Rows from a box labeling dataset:
===============
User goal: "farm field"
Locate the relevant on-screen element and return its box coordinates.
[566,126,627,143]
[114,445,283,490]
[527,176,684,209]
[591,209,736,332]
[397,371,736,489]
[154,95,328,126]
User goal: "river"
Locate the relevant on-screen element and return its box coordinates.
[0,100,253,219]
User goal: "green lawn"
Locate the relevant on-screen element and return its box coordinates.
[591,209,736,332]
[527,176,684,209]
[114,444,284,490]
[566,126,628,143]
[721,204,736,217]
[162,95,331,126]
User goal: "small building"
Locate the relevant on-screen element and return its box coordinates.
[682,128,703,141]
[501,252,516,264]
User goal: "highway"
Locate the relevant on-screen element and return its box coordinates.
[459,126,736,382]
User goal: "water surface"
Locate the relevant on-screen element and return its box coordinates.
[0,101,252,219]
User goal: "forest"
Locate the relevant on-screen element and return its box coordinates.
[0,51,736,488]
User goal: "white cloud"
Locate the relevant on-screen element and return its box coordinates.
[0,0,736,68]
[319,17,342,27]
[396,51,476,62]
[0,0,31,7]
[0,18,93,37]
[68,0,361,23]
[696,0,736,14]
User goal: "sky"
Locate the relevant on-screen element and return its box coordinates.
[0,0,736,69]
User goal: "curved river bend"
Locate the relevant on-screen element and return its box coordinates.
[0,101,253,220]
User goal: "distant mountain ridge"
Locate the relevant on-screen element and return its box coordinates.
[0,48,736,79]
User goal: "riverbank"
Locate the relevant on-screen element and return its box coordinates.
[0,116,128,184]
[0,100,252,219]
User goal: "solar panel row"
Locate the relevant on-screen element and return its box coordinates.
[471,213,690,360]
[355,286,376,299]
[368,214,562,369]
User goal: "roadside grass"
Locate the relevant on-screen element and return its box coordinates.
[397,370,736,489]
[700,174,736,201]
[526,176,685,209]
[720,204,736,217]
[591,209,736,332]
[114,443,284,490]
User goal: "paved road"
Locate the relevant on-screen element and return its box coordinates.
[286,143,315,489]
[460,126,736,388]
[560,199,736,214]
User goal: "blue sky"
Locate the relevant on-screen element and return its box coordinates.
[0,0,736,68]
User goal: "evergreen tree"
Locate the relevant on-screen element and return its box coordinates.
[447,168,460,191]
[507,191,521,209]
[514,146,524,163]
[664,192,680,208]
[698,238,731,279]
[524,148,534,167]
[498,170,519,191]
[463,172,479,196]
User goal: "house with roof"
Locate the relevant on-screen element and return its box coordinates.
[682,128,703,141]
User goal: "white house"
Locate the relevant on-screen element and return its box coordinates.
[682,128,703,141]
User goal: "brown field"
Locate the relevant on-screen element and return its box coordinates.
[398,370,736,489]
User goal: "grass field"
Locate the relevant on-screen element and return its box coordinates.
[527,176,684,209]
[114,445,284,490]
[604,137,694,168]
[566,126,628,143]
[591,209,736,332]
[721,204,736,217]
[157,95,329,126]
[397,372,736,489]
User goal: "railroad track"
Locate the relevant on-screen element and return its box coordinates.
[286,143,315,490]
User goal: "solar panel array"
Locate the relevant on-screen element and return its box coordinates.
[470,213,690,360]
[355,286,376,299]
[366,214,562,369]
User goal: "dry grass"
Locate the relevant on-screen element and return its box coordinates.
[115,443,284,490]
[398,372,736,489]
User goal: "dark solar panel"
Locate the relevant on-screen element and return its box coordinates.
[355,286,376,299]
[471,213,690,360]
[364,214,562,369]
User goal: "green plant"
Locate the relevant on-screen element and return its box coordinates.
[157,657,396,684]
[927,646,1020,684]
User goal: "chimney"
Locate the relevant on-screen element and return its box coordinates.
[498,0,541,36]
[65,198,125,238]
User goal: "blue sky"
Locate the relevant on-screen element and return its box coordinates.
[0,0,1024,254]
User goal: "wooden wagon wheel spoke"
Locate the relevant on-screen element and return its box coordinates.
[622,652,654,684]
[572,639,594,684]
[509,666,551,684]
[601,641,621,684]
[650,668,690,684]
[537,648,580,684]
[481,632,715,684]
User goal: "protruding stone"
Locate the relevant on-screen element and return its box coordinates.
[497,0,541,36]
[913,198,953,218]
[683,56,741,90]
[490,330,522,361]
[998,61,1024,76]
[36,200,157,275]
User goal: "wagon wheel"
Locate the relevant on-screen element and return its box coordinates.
===============
• TASK GOAL
How many lines in the entries above contain the word "wagon"? Reply with the number only.

• WRITTEN ANSWER
2